SOURCE DATA.
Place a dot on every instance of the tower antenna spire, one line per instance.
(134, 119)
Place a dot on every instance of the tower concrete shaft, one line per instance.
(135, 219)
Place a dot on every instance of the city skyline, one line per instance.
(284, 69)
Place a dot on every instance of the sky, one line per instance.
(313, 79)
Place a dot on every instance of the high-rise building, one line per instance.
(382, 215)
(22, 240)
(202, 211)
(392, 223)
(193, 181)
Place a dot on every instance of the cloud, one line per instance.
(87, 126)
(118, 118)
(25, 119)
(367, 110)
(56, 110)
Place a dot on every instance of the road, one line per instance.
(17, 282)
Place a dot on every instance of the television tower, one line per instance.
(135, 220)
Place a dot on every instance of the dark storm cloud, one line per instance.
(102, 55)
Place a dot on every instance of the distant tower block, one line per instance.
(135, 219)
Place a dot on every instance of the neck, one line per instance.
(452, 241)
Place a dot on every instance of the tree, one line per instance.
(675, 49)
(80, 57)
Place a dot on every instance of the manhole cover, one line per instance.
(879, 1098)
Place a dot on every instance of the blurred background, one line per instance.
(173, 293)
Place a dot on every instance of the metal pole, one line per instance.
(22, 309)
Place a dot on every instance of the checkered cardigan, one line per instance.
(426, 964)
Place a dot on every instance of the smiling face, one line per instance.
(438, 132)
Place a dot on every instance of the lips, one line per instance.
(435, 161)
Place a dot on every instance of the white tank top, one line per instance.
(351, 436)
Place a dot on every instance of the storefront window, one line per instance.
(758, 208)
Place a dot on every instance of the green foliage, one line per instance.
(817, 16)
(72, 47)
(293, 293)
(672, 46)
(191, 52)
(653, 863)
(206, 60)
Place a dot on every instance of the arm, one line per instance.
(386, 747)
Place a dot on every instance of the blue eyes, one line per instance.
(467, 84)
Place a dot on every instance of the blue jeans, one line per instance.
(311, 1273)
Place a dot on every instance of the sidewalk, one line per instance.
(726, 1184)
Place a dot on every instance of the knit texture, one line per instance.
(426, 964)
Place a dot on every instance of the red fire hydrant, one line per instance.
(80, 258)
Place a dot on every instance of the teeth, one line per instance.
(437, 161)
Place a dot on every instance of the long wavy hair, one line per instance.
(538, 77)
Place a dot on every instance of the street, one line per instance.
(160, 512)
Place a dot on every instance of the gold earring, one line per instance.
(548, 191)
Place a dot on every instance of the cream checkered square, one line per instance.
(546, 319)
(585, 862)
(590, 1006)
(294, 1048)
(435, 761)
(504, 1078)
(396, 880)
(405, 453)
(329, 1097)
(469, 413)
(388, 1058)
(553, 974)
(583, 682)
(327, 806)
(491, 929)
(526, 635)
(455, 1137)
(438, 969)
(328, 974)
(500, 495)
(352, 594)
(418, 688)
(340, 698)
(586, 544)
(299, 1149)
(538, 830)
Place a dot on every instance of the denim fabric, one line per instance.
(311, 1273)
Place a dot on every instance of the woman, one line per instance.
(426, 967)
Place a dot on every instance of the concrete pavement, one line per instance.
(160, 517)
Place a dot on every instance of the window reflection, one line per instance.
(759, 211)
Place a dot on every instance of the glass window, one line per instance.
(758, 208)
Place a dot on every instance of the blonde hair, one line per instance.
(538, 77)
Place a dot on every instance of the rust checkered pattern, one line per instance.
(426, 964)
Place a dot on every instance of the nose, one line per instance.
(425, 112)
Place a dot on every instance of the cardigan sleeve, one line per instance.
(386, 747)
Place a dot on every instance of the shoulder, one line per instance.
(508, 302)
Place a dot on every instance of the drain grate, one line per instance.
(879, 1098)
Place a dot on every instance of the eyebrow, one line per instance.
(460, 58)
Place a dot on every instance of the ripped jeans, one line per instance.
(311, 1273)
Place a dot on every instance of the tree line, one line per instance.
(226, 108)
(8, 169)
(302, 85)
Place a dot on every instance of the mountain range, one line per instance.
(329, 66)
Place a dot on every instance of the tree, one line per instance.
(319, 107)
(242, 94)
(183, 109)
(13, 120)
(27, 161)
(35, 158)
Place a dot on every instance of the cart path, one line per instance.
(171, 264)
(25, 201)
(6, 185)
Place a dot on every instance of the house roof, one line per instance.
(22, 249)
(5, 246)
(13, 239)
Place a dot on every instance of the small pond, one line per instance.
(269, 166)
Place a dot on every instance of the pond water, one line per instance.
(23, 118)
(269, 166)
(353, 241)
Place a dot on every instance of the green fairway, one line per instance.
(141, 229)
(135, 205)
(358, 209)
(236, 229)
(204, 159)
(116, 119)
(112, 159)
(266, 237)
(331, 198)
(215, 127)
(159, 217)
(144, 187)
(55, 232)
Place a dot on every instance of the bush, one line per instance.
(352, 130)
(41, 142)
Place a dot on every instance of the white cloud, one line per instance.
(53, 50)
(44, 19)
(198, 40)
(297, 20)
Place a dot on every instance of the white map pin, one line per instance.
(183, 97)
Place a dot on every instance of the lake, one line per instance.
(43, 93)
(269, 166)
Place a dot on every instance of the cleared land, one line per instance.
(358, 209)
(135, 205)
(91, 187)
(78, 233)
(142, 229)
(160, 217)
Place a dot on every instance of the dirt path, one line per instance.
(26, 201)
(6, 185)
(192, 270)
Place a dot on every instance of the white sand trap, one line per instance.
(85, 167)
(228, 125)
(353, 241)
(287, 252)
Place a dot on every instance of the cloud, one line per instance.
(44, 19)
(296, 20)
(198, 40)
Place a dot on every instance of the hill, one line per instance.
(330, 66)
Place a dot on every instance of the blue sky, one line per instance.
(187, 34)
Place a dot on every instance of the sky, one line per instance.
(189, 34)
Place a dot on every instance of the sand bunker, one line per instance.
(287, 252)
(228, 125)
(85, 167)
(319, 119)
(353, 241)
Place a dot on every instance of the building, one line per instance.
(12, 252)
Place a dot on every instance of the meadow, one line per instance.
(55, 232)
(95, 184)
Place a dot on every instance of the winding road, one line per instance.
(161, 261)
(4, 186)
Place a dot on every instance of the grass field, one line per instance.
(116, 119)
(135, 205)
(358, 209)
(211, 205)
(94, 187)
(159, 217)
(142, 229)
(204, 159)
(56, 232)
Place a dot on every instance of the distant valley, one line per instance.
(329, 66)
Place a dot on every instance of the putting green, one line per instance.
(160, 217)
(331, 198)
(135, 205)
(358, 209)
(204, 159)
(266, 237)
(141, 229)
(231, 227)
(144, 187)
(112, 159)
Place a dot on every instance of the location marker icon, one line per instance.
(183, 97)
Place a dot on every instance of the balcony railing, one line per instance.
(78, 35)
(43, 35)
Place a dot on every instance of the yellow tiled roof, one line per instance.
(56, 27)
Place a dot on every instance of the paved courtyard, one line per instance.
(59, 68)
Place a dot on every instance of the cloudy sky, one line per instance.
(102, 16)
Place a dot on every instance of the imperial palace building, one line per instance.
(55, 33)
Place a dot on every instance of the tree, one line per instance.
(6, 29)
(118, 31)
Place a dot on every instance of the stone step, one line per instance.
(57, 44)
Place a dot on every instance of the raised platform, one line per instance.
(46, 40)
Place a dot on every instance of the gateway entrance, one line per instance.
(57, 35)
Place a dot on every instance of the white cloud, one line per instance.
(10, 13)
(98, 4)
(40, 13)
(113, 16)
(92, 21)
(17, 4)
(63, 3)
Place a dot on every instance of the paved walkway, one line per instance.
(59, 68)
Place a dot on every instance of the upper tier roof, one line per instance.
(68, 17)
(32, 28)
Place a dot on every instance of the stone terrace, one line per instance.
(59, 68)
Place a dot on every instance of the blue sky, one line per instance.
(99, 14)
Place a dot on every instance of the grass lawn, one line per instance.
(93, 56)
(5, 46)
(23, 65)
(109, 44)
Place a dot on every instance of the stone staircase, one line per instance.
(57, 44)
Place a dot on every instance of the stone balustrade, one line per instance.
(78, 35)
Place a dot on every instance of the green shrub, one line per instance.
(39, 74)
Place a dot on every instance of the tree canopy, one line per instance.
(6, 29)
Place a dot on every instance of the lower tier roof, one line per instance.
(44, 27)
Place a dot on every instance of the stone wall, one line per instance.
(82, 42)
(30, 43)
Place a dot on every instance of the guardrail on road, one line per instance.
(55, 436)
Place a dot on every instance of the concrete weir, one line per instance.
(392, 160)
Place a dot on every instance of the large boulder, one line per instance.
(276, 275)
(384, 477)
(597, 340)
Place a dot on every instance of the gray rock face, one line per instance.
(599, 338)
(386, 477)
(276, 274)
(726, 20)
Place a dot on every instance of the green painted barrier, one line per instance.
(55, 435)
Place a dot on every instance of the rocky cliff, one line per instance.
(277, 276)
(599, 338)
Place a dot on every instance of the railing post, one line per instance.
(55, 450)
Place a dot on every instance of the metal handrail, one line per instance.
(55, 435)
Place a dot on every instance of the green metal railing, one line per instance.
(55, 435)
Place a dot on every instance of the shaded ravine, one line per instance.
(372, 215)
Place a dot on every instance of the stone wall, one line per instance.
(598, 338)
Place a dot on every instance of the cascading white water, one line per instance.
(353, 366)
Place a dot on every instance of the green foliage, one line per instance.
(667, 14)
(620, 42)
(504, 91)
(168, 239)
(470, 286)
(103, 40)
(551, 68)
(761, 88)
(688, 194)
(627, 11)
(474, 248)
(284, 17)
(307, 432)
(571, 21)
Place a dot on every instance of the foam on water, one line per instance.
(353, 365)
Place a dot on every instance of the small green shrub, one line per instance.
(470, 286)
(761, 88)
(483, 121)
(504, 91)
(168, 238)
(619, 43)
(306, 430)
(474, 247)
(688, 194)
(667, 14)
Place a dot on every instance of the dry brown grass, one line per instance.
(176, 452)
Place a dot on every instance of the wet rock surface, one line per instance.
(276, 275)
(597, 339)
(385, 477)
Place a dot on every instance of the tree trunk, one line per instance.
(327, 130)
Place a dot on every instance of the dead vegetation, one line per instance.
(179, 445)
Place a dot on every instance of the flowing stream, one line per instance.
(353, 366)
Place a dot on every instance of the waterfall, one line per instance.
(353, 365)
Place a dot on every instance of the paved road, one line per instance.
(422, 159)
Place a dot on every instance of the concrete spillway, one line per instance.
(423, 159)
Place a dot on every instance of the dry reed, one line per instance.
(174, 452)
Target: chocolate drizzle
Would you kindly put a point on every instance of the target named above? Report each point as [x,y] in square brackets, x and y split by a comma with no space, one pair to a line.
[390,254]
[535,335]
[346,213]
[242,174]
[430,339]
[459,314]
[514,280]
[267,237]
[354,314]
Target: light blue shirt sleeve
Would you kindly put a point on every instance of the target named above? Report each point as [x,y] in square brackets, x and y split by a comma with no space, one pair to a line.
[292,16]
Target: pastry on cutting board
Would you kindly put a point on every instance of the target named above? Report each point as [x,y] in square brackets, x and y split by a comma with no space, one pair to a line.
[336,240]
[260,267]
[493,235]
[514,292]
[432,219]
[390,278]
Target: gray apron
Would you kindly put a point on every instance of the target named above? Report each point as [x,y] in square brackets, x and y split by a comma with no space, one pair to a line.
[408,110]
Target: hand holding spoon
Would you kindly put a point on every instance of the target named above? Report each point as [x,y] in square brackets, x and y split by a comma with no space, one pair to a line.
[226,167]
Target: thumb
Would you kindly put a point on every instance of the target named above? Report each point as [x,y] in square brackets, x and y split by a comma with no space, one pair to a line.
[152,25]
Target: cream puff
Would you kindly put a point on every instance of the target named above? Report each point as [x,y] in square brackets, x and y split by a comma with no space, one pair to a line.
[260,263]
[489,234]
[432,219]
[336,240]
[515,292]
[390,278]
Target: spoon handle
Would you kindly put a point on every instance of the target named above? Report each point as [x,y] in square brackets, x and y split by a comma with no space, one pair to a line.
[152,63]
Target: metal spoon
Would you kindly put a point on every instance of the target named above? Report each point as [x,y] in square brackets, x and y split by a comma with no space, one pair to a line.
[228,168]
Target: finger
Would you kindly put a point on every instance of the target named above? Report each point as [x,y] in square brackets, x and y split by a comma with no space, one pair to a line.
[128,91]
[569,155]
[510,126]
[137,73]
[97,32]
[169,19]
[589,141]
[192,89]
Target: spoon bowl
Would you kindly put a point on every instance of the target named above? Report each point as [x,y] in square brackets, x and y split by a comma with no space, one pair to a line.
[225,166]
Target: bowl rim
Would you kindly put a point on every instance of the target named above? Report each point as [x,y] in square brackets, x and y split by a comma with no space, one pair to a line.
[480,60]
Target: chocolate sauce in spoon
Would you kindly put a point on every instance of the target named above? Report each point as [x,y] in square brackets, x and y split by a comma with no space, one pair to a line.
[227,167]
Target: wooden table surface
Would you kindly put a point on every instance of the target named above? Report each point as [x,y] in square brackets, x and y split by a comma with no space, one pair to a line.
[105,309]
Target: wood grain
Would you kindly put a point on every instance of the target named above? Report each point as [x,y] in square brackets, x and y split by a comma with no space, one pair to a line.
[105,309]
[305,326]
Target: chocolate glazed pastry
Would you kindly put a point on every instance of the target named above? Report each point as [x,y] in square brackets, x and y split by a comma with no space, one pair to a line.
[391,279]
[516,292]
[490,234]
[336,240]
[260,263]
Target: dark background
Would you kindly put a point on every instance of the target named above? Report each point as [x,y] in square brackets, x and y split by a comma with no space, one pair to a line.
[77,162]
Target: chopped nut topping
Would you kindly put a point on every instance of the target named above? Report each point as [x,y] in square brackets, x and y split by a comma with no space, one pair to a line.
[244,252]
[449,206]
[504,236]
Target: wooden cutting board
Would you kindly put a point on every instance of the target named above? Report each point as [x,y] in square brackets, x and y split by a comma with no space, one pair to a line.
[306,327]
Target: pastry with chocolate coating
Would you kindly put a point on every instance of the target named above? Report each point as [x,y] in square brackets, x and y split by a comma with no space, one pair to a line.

TASK ITEM. The answer must consist of each line from the entries that contains the string "cutting".

EXERCISE RESULT.
Target: pastry on cutting board
Target: wooden cutting board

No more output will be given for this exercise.